* [EXERCISE DIRECTIONS]:
Your answer must be the records, copied with no change.

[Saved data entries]

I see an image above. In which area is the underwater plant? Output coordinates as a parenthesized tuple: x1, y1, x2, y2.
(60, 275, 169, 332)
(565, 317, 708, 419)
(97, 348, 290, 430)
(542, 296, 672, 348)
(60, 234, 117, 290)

* [ANSWER AREA]:
I see an image above. In which area is the underwater plant? Output coordinates as a parenthesized tuple: x1, y1, x2, y2.
(60, 275, 169, 332)
(565, 317, 708, 419)
(97, 348, 290, 430)
(542, 296, 672, 348)
(60, 234, 117, 290)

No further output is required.